- [RECORDED INFORMATION]:
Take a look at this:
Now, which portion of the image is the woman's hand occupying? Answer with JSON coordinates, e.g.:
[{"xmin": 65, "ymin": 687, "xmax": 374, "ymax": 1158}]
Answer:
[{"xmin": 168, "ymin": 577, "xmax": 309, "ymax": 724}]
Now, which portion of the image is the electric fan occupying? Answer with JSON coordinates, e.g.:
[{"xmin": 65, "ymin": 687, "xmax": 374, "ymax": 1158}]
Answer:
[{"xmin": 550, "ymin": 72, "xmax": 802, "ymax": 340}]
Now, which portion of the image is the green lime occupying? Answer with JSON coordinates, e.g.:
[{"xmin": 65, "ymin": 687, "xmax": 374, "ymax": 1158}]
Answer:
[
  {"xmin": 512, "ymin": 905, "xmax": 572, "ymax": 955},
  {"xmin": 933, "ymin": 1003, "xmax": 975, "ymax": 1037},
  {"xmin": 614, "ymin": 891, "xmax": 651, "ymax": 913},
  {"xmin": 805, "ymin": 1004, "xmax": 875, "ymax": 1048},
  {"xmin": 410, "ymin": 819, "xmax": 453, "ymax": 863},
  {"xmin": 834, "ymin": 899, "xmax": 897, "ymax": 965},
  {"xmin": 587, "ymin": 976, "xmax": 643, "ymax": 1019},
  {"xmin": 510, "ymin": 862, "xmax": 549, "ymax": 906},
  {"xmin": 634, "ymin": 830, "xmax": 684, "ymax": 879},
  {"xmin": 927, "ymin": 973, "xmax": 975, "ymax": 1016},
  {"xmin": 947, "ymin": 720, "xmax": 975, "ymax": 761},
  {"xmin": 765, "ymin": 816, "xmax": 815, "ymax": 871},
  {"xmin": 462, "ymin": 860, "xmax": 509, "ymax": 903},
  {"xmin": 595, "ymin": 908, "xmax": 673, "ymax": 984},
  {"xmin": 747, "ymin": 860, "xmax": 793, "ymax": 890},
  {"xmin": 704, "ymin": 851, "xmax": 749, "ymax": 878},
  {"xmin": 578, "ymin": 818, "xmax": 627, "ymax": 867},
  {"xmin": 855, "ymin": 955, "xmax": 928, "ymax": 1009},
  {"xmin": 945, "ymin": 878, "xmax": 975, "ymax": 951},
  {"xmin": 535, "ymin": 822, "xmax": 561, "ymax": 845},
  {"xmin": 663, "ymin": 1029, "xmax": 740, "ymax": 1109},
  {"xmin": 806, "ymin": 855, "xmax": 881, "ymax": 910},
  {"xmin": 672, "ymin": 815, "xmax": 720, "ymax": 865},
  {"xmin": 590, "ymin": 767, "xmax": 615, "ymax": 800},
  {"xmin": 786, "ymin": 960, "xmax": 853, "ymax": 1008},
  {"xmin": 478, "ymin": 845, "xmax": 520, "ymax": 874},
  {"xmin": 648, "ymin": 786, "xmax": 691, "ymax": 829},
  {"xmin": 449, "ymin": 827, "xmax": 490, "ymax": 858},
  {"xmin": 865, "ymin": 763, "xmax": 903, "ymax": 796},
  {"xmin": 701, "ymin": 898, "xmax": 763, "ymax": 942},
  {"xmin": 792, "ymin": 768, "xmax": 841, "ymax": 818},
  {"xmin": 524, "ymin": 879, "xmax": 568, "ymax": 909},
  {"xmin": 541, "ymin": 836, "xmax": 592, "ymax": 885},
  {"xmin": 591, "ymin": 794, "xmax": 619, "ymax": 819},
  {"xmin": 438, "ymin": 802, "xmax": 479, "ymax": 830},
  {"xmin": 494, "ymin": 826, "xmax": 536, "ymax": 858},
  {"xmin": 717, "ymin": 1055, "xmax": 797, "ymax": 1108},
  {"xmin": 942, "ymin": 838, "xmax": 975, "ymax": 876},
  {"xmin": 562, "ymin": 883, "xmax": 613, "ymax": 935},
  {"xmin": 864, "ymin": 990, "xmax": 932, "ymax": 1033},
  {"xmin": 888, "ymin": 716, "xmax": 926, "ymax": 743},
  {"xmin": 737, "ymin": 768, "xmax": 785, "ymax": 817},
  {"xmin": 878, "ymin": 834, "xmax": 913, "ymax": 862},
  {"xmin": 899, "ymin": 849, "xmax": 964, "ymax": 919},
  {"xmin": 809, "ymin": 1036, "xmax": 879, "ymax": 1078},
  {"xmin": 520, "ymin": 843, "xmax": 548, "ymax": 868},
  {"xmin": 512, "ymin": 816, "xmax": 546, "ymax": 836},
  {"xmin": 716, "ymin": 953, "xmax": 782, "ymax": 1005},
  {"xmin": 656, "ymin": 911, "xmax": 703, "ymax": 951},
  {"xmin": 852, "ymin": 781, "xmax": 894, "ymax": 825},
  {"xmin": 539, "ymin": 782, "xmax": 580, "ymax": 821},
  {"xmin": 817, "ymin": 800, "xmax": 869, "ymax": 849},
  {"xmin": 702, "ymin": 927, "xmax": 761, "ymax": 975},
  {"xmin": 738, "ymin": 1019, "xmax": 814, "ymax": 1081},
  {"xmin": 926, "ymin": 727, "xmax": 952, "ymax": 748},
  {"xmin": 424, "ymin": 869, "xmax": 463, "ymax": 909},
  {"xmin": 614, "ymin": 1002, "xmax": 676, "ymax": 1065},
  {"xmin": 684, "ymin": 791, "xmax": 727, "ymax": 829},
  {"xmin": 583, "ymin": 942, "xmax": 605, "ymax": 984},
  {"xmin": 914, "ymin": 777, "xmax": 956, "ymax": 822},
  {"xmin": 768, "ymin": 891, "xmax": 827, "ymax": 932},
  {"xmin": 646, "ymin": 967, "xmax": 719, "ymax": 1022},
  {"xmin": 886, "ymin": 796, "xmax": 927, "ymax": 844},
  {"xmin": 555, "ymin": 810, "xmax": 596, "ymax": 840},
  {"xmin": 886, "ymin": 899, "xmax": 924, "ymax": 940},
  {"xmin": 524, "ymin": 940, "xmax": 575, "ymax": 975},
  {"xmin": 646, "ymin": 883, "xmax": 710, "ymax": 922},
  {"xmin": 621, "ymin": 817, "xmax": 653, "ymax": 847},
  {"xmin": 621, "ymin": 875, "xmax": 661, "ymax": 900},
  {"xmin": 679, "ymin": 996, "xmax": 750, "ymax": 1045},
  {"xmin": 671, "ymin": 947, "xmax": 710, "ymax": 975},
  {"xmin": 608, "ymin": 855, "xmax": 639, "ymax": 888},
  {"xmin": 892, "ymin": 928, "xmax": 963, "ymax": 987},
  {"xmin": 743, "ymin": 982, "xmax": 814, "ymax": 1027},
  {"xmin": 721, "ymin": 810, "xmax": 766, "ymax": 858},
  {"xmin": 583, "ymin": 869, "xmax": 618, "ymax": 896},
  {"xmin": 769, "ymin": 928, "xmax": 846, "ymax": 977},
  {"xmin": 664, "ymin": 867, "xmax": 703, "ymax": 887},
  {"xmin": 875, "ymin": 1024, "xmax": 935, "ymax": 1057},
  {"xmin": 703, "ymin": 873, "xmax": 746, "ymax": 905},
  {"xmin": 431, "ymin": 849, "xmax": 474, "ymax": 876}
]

- [REQUIRED ACTION]: Using the entries above, print each one again without any alteration.

- [COMPLETED TASK]:
Take a look at this:
Now, which portion of the image is the woman's hand occupying? Answer with JSON coordinates, e.g.:
[{"xmin": 65, "ymin": 687, "xmax": 374, "ymax": 1158}]
Answer:
[{"xmin": 168, "ymin": 577, "xmax": 309, "ymax": 724}]
Now, which portion of the image is the electric fan occupying? Answer with JSON coordinates, e.g.:
[{"xmin": 65, "ymin": 687, "xmax": 374, "ymax": 1158}]
Answer:
[{"xmin": 550, "ymin": 72, "xmax": 802, "ymax": 340}]
Now, which portion of the image is the green lime occupying? Answer with JSON coordinates, e.g.:
[{"xmin": 65, "ymin": 687, "xmax": 374, "ymax": 1158}]
Answer:
[
  {"xmin": 512, "ymin": 905, "xmax": 572, "ymax": 955},
  {"xmin": 933, "ymin": 1003, "xmax": 975, "ymax": 1037},
  {"xmin": 614, "ymin": 891, "xmax": 651, "ymax": 913},
  {"xmin": 805, "ymin": 1004, "xmax": 875, "ymax": 1048},
  {"xmin": 410, "ymin": 819, "xmax": 453, "ymax": 863},
  {"xmin": 834, "ymin": 899, "xmax": 897, "ymax": 965},
  {"xmin": 587, "ymin": 976, "xmax": 643, "ymax": 1019},
  {"xmin": 510, "ymin": 862, "xmax": 549, "ymax": 906},
  {"xmin": 634, "ymin": 830, "xmax": 684, "ymax": 879},
  {"xmin": 927, "ymin": 973, "xmax": 975, "ymax": 1016},
  {"xmin": 947, "ymin": 720, "xmax": 975, "ymax": 761},
  {"xmin": 765, "ymin": 816, "xmax": 815, "ymax": 871},
  {"xmin": 462, "ymin": 860, "xmax": 509, "ymax": 903},
  {"xmin": 595, "ymin": 908, "xmax": 673, "ymax": 984},
  {"xmin": 747, "ymin": 860, "xmax": 793, "ymax": 890},
  {"xmin": 704, "ymin": 851, "xmax": 749, "ymax": 878},
  {"xmin": 578, "ymin": 818, "xmax": 627, "ymax": 867},
  {"xmin": 855, "ymin": 955, "xmax": 928, "ymax": 1009},
  {"xmin": 945, "ymin": 878, "xmax": 975, "ymax": 951},
  {"xmin": 535, "ymin": 822, "xmax": 561, "ymax": 845},
  {"xmin": 663, "ymin": 1029, "xmax": 740, "ymax": 1109},
  {"xmin": 806, "ymin": 855, "xmax": 881, "ymax": 910},
  {"xmin": 672, "ymin": 815, "xmax": 720, "ymax": 865},
  {"xmin": 590, "ymin": 767, "xmax": 615, "ymax": 800},
  {"xmin": 786, "ymin": 960, "xmax": 853, "ymax": 1008},
  {"xmin": 478, "ymin": 845, "xmax": 520, "ymax": 874},
  {"xmin": 648, "ymin": 786, "xmax": 691, "ymax": 829},
  {"xmin": 449, "ymin": 827, "xmax": 490, "ymax": 858},
  {"xmin": 865, "ymin": 763, "xmax": 903, "ymax": 796},
  {"xmin": 701, "ymin": 898, "xmax": 763, "ymax": 942},
  {"xmin": 792, "ymin": 768, "xmax": 841, "ymax": 818},
  {"xmin": 524, "ymin": 879, "xmax": 568, "ymax": 909},
  {"xmin": 541, "ymin": 836, "xmax": 592, "ymax": 885},
  {"xmin": 591, "ymin": 794, "xmax": 619, "ymax": 819},
  {"xmin": 438, "ymin": 802, "xmax": 479, "ymax": 830},
  {"xmin": 494, "ymin": 826, "xmax": 536, "ymax": 858},
  {"xmin": 717, "ymin": 1055, "xmax": 797, "ymax": 1108},
  {"xmin": 942, "ymin": 838, "xmax": 975, "ymax": 876},
  {"xmin": 562, "ymin": 883, "xmax": 613, "ymax": 935},
  {"xmin": 864, "ymin": 990, "xmax": 932, "ymax": 1033},
  {"xmin": 888, "ymin": 716, "xmax": 926, "ymax": 743},
  {"xmin": 737, "ymin": 768, "xmax": 785, "ymax": 817},
  {"xmin": 878, "ymin": 834, "xmax": 913, "ymax": 862},
  {"xmin": 899, "ymin": 849, "xmax": 964, "ymax": 919},
  {"xmin": 809, "ymin": 1036, "xmax": 879, "ymax": 1078},
  {"xmin": 520, "ymin": 843, "xmax": 548, "ymax": 868},
  {"xmin": 512, "ymin": 816, "xmax": 546, "ymax": 836},
  {"xmin": 716, "ymin": 953, "xmax": 782, "ymax": 1005},
  {"xmin": 656, "ymin": 911, "xmax": 703, "ymax": 951},
  {"xmin": 852, "ymin": 781, "xmax": 894, "ymax": 825},
  {"xmin": 539, "ymin": 782, "xmax": 580, "ymax": 821},
  {"xmin": 817, "ymin": 800, "xmax": 869, "ymax": 849},
  {"xmin": 702, "ymin": 927, "xmax": 761, "ymax": 975},
  {"xmin": 738, "ymin": 1019, "xmax": 814, "ymax": 1081},
  {"xmin": 926, "ymin": 727, "xmax": 952, "ymax": 748},
  {"xmin": 424, "ymin": 869, "xmax": 463, "ymax": 909},
  {"xmin": 614, "ymin": 1002, "xmax": 676, "ymax": 1065},
  {"xmin": 684, "ymin": 791, "xmax": 727, "ymax": 829},
  {"xmin": 583, "ymin": 942, "xmax": 605, "ymax": 984},
  {"xmin": 914, "ymin": 777, "xmax": 956, "ymax": 822},
  {"xmin": 768, "ymin": 891, "xmax": 827, "ymax": 932},
  {"xmin": 646, "ymin": 967, "xmax": 719, "ymax": 1022},
  {"xmin": 886, "ymin": 796, "xmax": 927, "ymax": 844},
  {"xmin": 555, "ymin": 810, "xmax": 596, "ymax": 840},
  {"xmin": 886, "ymin": 899, "xmax": 924, "ymax": 940},
  {"xmin": 524, "ymin": 940, "xmax": 575, "ymax": 975},
  {"xmin": 646, "ymin": 883, "xmax": 710, "ymax": 922},
  {"xmin": 621, "ymin": 817, "xmax": 653, "ymax": 847},
  {"xmin": 621, "ymin": 875, "xmax": 661, "ymax": 900},
  {"xmin": 679, "ymin": 996, "xmax": 750, "ymax": 1045},
  {"xmin": 671, "ymin": 947, "xmax": 710, "ymax": 975},
  {"xmin": 608, "ymin": 855, "xmax": 639, "ymax": 888},
  {"xmin": 892, "ymin": 928, "xmax": 963, "ymax": 987},
  {"xmin": 743, "ymin": 982, "xmax": 814, "ymax": 1027},
  {"xmin": 721, "ymin": 810, "xmax": 766, "ymax": 858},
  {"xmin": 583, "ymin": 869, "xmax": 618, "ymax": 896},
  {"xmin": 769, "ymin": 928, "xmax": 846, "ymax": 977},
  {"xmin": 664, "ymin": 867, "xmax": 703, "ymax": 887},
  {"xmin": 875, "ymin": 1024, "xmax": 935, "ymax": 1057},
  {"xmin": 703, "ymin": 873, "xmax": 746, "ymax": 905},
  {"xmin": 431, "ymin": 849, "xmax": 474, "ymax": 876}
]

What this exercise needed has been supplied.